-- ACTION ITEM --
Take the line holding "Pick out the yellow" as the first line of the answer and the last line of the listing as its end; retype everything between exactly.

BEGIN

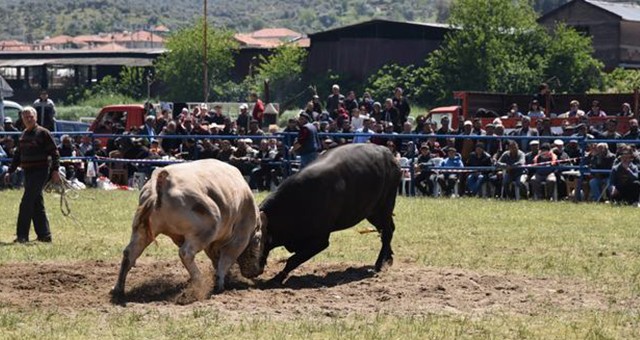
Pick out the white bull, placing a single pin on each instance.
(203, 205)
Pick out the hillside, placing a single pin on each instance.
(34, 19)
(29, 20)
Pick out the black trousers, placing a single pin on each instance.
(32, 204)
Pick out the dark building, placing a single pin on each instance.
(614, 28)
(361, 49)
(59, 70)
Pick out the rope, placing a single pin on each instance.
(64, 189)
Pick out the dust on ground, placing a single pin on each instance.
(330, 290)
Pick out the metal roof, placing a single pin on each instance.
(625, 10)
(77, 61)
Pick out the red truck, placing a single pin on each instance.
(469, 102)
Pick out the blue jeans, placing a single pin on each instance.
(474, 182)
(307, 159)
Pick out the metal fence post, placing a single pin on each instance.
(583, 167)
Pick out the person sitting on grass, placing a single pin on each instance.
(448, 180)
(624, 182)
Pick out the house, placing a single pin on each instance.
(361, 49)
(271, 38)
(613, 26)
(57, 43)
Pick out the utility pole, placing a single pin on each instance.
(206, 70)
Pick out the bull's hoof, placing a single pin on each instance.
(117, 297)
(117, 292)
(186, 298)
(275, 282)
(218, 290)
(381, 265)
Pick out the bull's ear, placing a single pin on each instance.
(263, 220)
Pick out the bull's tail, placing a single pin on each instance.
(161, 184)
(141, 219)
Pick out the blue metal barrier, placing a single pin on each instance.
(583, 168)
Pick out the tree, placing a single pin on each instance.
(181, 69)
(622, 81)
(283, 69)
(498, 46)
(569, 60)
(494, 47)
(133, 81)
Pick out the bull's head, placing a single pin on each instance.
(253, 260)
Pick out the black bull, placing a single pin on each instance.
(346, 185)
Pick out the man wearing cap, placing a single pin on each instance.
(476, 179)
(216, 116)
(351, 103)
(317, 106)
(424, 180)
(600, 158)
(367, 102)
(254, 130)
(38, 156)
(9, 127)
(307, 144)
(633, 132)
(46, 111)
(526, 131)
(445, 129)
(448, 181)
(391, 113)
(611, 133)
(595, 110)
(465, 145)
(366, 128)
(511, 161)
(401, 103)
(574, 110)
(333, 101)
(258, 108)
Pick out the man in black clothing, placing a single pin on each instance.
(351, 102)
(38, 156)
(46, 111)
(334, 100)
(625, 185)
(400, 102)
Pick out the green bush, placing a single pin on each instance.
(75, 112)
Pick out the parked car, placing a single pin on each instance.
(12, 110)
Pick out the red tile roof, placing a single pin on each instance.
(14, 45)
(271, 38)
(107, 47)
(58, 40)
(275, 33)
(137, 36)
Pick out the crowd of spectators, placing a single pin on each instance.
(437, 154)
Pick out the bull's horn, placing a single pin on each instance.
(264, 220)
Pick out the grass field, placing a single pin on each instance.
(591, 251)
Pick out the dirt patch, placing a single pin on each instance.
(315, 289)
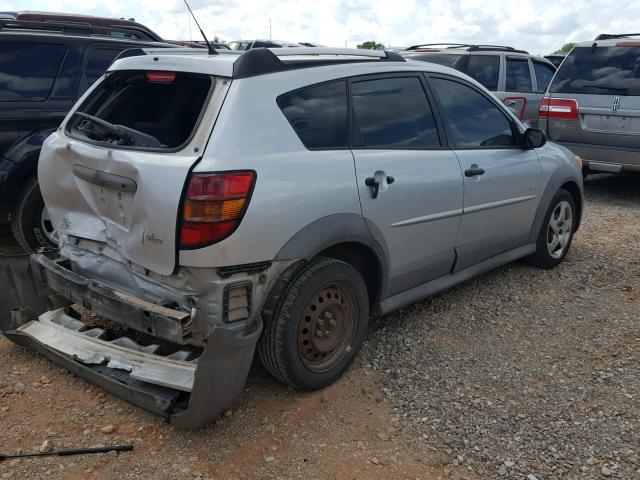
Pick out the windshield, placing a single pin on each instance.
(137, 109)
(600, 70)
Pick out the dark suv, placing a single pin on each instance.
(592, 106)
(45, 66)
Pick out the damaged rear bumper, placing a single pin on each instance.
(189, 390)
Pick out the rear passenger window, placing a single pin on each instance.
(393, 112)
(474, 121)
(318, 114)
(484, 69)
(544, 74)
(28, 70)
(518, 76)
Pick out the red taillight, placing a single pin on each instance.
(566, 109)
(213, 207)
(161, 77)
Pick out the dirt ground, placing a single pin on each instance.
(520, 373)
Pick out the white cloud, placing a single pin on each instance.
(539, 26)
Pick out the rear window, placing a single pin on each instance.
(157, 110)
(544, 74)
(28, 70)
(600, 70)
(318, 114)
(518, 75)
(484, 69)
(98, 60)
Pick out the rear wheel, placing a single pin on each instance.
(318, 325)
(30, 221)
(556, 232)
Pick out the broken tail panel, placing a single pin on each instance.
(188, 386)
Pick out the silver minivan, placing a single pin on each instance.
(593, 104)
(517, 78)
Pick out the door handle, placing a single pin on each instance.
(473, 171)
(375, 182)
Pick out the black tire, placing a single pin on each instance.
(26, 218)
(542, 258)
(281, 342)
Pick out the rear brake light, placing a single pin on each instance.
(563, 108)
(161, 77)
(213, 207)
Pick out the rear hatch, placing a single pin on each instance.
(594, 97)
(114, 178)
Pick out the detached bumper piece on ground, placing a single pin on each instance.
(186, 385)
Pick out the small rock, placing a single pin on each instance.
(108, 429)
(46, 446)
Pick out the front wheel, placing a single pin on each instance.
(556, 232)
(318, 325)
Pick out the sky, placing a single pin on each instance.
(539, 26)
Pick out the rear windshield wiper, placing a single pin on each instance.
(622, 91)
(118, 132)
(125, 135)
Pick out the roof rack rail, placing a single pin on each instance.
(260, 61)
(495, 48)
(611, 36)
(446, 45)
(73, 28)
(470, 47)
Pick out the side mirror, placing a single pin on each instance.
(533, 138)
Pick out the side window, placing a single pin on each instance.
(98, 60)
(318, 114)
(518, 75)
(473, 119)
(393, 112)
(544, 74)
(484, 69)
(28, 70)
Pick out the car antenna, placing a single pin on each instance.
(212, 51)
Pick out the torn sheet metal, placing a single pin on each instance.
(49, 330)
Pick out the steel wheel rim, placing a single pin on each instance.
(328, 327)
(47, 226)
(559, 229)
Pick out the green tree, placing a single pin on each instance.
(372, 45)
(566, 48)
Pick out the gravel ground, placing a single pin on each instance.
(521, 373)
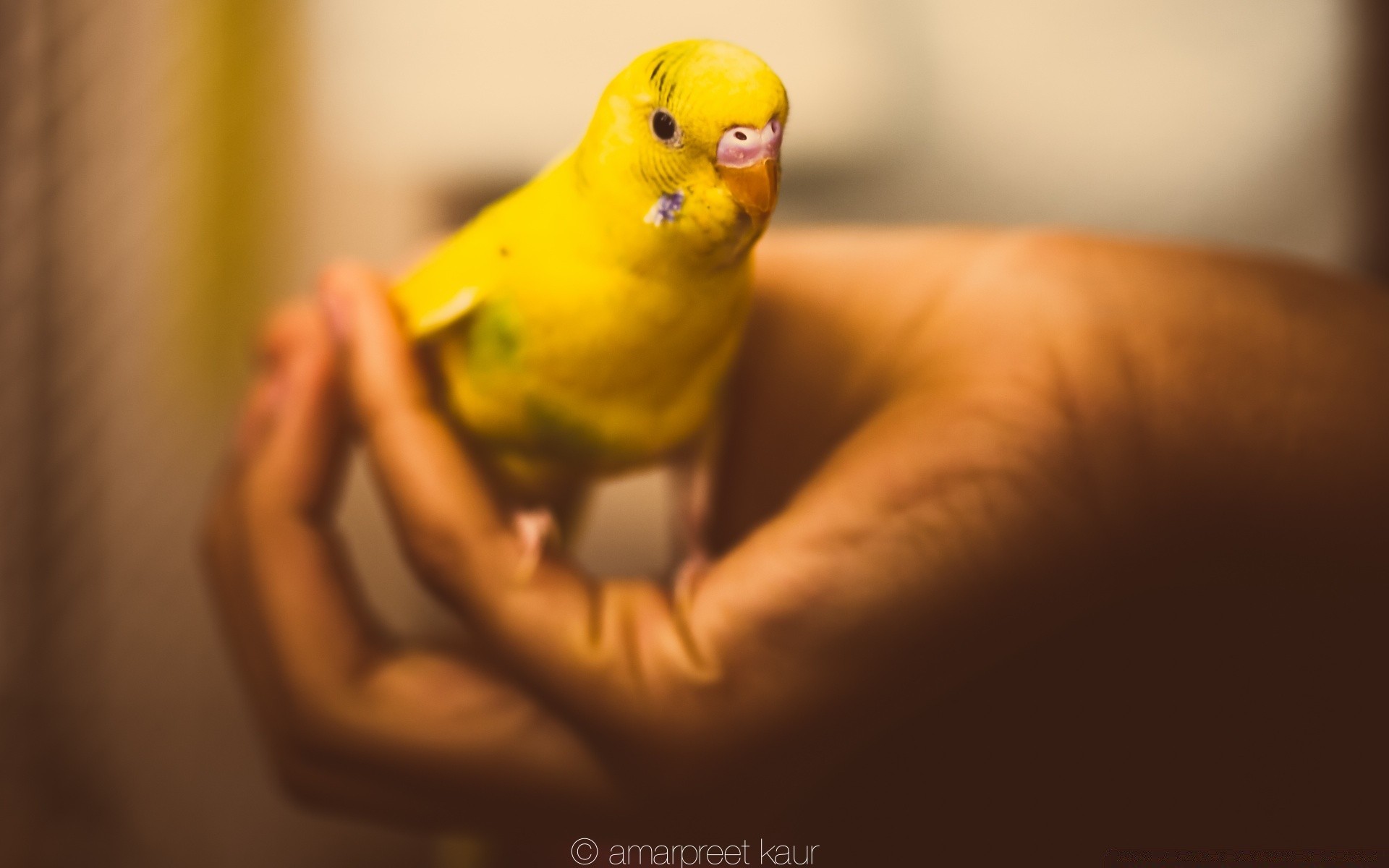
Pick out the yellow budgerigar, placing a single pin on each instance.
(584, 324)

END

-- YOUR SOLUTION --
Pick out the yellow budgerigar, placing a single pin on each instance.
(584, 324)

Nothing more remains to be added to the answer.